WRITTEN INSTRUCTION: Transcribe every line of the records verbatim.

DATA FOR THIS EXERCISE:
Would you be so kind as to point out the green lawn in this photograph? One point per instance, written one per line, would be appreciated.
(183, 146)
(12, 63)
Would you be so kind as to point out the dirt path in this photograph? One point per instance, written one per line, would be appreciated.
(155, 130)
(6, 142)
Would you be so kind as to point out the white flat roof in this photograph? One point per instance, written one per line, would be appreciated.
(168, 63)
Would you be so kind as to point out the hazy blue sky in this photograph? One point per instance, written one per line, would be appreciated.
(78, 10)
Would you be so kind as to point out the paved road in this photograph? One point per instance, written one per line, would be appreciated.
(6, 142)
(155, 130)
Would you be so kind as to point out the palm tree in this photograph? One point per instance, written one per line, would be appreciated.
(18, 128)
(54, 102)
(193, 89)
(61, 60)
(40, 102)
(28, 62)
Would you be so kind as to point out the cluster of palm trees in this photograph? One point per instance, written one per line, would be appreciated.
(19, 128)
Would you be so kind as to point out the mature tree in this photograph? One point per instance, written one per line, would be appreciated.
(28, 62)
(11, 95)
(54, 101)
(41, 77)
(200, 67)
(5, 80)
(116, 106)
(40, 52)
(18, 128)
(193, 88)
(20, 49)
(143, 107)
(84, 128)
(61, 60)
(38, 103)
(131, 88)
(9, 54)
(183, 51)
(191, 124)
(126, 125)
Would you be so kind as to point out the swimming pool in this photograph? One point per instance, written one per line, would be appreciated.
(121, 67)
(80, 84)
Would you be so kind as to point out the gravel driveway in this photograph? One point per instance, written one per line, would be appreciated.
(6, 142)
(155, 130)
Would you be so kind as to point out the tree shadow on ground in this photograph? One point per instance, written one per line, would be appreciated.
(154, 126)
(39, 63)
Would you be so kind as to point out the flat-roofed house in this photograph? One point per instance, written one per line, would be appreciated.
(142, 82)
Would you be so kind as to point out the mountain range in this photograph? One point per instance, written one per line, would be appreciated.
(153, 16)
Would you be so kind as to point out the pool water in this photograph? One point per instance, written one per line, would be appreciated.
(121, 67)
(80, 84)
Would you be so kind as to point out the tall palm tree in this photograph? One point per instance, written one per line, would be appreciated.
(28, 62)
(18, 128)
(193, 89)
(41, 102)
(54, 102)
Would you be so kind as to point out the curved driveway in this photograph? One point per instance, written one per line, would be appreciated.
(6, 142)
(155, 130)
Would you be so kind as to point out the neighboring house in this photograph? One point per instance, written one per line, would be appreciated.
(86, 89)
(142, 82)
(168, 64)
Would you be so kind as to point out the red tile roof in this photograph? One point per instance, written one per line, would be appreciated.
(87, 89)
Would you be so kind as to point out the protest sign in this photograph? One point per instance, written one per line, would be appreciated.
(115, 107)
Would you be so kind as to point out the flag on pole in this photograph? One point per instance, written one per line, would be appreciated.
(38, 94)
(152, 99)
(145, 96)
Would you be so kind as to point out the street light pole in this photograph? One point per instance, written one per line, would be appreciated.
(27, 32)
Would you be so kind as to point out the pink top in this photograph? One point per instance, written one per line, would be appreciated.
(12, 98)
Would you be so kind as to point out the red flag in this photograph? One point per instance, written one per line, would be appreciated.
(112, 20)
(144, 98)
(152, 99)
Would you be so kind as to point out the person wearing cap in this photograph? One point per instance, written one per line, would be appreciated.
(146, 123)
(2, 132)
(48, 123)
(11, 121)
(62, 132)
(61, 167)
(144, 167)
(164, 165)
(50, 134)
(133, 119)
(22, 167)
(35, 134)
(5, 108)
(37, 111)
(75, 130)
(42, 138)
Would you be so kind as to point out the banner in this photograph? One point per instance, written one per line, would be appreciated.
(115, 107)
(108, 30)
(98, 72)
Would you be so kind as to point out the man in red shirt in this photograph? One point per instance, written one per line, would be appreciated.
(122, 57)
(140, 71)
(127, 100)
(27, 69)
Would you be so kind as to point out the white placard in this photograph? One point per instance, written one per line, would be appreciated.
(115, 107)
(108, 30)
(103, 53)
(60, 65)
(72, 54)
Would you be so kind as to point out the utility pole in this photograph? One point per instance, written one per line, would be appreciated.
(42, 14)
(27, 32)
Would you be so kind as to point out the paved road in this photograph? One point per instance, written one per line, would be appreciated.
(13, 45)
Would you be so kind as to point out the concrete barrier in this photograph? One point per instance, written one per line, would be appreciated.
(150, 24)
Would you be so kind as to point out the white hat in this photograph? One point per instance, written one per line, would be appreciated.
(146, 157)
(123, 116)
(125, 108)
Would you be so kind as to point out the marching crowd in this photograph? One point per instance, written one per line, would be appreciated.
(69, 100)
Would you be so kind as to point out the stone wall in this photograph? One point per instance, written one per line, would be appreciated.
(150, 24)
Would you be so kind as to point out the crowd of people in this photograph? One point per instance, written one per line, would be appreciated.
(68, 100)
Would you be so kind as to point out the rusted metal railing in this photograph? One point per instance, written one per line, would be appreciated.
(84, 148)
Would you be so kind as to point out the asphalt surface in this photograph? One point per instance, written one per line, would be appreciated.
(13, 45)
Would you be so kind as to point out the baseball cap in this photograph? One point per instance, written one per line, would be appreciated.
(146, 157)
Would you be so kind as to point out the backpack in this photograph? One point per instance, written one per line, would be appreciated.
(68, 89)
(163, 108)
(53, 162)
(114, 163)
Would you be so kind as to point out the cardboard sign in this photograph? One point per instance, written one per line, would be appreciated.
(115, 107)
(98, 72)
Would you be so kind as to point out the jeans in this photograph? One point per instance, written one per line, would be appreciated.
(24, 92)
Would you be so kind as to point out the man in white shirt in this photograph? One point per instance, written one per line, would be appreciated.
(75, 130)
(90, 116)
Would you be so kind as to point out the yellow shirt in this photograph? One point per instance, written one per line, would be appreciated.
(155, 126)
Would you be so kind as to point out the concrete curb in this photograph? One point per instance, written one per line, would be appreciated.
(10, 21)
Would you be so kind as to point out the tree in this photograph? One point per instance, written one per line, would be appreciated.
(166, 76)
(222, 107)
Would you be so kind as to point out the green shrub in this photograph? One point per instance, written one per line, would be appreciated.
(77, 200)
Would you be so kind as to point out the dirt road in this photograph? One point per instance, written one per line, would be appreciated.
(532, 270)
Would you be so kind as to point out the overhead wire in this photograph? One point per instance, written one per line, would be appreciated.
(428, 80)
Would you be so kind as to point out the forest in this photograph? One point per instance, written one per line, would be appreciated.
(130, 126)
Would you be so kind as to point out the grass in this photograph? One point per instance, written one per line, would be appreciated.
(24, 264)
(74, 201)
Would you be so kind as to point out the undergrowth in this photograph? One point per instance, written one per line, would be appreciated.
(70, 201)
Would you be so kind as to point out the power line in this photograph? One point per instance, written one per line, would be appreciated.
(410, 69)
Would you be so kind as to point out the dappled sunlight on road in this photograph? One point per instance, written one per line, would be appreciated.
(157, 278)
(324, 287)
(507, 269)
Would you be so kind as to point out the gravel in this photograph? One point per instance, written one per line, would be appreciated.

EXERCISE RESULT:
Would you be so kind as to point out the green lawn in this photograph? One point per instance, written one per line, would be appreciated.
(183, 146)
(12, 63)
Would you be so kind as to point out the dirt path in this photograph? One point per instance, written one per line, would be appreciated.
(155, 130)
(6, 142)
Would you be so kind as to point out the white flat roof in this photograph? One point per instance, written one per line, would be appreciated.
(168, 63)
Would you be so kind as to point out the hazy blue sky in this photograph? One point per instance, written one per line, would be appreciated.
(78, 10)
Would you be so kind as to point out the paved road in this photograph? One point per instance, written one per line, would be appreciated.
(6, 142)
(155, 130)
Would you be so kind as to point out the palm tree in this photograph? One point per instance, written one per line, would be appreciated.
(18, 128)
(54, 102)
(193, 89)
(61, 60)
(40, 102)
(28, 62)
Would you be so kind as to point out the cluster of palm trees in this photograph? One point per instance, written one per line, would be appreciated.
(19, 128)
Would you be so kind as to point out the mature tree in this photograph? One point per instance, written one per line, would be appreciated.
(28, 62)
(11, 95)
(54, 101)
(41, 77)
(200, 67)
(5, 80)
(116, 106)
(40, 52)
(18, 128)
(193, 88)
(20, 49)
(143, 107)
(84, 128)
(61, 60)
(38, 103)
(131, 88)
(9, 54)
(183, 51)
(191, 124)
(126, 125)
Would you be so kind as to point out the swimming pool in this photograph? One point per instance, written one per line, would be appreciated.
(121, 67)
(80, 84)
Would you be so kind as to point out the gravel driveway in this photograph? One point per instance, written one per line, would be appreciated.
(6, 142)
(155, 130)
Would you be so kind as to point out the tree shadow on ground in this photograph? One point per instance, written one per line, would be appreciated.
(154, 126)
(39, 63)
Would you be so kind as to point out the flat-roofed house in this photograph? One point per instance, written one per line, would be appreciated.
(142, 82)
Would you be so kind as to point out the mountain range in this photograph? One point per instance, written one per line, would be appreciated.
(153, 16)
Would you be so kind as to point out the pool water in this photograph? One point per instance, written one per line, would be appreciated.
(121, 67)
(80, 84)
Would you be so kind as to point out the tall palm tree in this photograph? One point per instance, written one per line, would be appreciated.
(28, 62)
(18, 128)
(193, 89)
(41, 102)
(54, 102)
Would you be so kind as to point out the curved driveway in this photograph? One point per instance, written one per line, would be appreciated.
(6, 142)
(155, 130)
Would you be so kind as to point out the neighboring house in this photograph? One point per instance, written one per line, would be appreciated.
(86, 89)
(142, 82)
(168, 64)
Would you be so kind as to point out the red tile roof in this photograph? One point per instance, written one per line, would be appreciated.
(87, 89)
Would you be so kind as to point out the protest sign in this photograph? One point per instance, written one per line, would be appreciated.
(115, 107)
Would you be so kind as to point out the flag on pole in this photograph? One point per instance, written one per line, would be appreciated.
(38, 94)
(152, 99)
(145, 96)
Would you be so kind as to point out the street light pole in this photograph? One point per instance, written one per line, would be appreciated.
(27, 32)
Would you be so kind as to point out the pink top in this photograph? One point per instance, written one per line, would be appreciated.
(12, 98)
Would you be so kind as to point out the red flag in this photograph? One point per instance, written one per line, would be appreciated.
(112, 20)
(144, 98)
(152, 99)
Would you be so kind as to point out the person wearing cap in this photograph? One point per instance, written one per line, would be appreciated.
(146, 123)
(2, 132)
(48, 123)
(11, 121)
(62, 132)
(61, 167)
(144, 167)
(164, 165)
(50, 134)
(133, 119)
(22, 167)
(35, 134)
(5, 108)
(37, 111)
(75, 130)
(42, 138)
Would you be so kind as to point out the banner in this photograph? One point per instance, written one per line, would be appreciated.
(115, 107)
(108, 30)
(98, 72)
Would you be so kind as to point out the man in red shirt in this photograph? One point per instance, written one per line, would be appreciated.
(122, 57)
(140, 71)
(127, 100)
(27, 69)
Would you be so kind as to point out the white placard in this photograph? One point per instance, written one per line, would be appreciated.
(115, 107)
(108, 30)
(103, 53)
(60, 65)
(72, 54)
Would you be so kind as to point out the utility pole in this photograph? One point per instance, written one per line, would be appreciated.
(42, 14)
(27, 32)
Would you be so kind as to point out the paved road in this photograph? One point per instance, written one per line, would be appreciated.
(13, 45)
Would you be so kind as to point out the concrete barrier in this photograph? One point per instance, written one per line, would be appreciated.
(150, 24)
Would you be so kind as to point out the white hat in this photograph? One point per instance, written one per line, would be appreciated.
(146, 157)
(123, 116)
(125, 108)
Would you be so kind as to point out the marching crowd in this photograph? One point per instance, written one per line, would be appreciated.
(69, 100)
Would you be so kind as to point out the stone wall in this photograph? One point per instance, written one per line, would be appreciated.
(150, 24)
Would you be so kind as to point out the crowd of people in this photograph? One point per instance, written one per line, would be appreciated.
(68, 100)
Would you be so kind as to point out the rusted metal railing in this photograph? One point per instance, written one per line, would be appreciated.
(84, 148)
Would you be so kind as to point out the asphalt surface in this photograph? One point per instance, written one per line, would be appreciated.
(13, 45)
Would you be so kind as to point out the baseball cap in this photograph? One point per instance, written one per line, would be appreciated.
(146, 157)
Would you be so kind as to point out the backpack in this photograph? One point per instance, written one per line, would be appreciated.
(68, 89)
(163, 108)
(53, 162)
(114, 163)
Would you be so kind as to point out the cardboard sign in this photograph? One point per instance, written one per line, would be appreciated.
(115, 107)
(98, 72)
Would you be so kind as to point out the jeans in this photograph? One point per instance, written one per line, would be appreciated.
(24, 92)
Would you be so kind as to point out the man in white shirt in this photograph? One point per instance, written one per line, would be appreciated.
(75, 130)
(90, 116)
Would you be so kind as to point out the yellow shirt in this photograph? One point per instance, written one per line, would be appreciated.
(155, 126)
Would you be so kind as to point out the concrete curb in this photograph? One point per instance, written one per line, would be appreciated.
(10, 21)
Would you be so kind as to point out the tree in this photograph? One point per instance, written one per line, would be appreciated.
(166, 76)
(222, 107)
Would you be so kind as to point out the green shrub in this photograph? One point per instance, written one per line, would be appreciated.
(77, 200)
Would you be so kind as to point out the dirt road in this photograph? One point per instance, written one per line, would be appreciated.
(532, 270)
Would you be so kind as to point out the overhead wire in this photograph? One point per instance, written one per line, would be appreciated.
(428, 80)
Would you be so kind as to point out the forest in this photograph? One point per instance, written one per line, would be appreciated.
(130, 126)
Would you be so kind as to point out the grass in this photograph? One point per instance, written one per line, would be appreciated.
(24, 264)
(74, 201)
Would you be so kind as to point out the undergrowth in this photograph? One point per instance, written one per line, would be appreciated.
(70, 201)
Would you be so kind as to point out the power line in this photograph? One point per instance, written one per line, would be appreciated.
(410, 69)
Would you be so kind as to point out the dappled sunlight on road in this photograph? One point per instance, written one per line, would be appreciated.
(157, 278)
(324, 287)
(507, 269)
Would you be so kind as to point out the gravel in this photograph? One point per instance, written one per line, would be appreciated.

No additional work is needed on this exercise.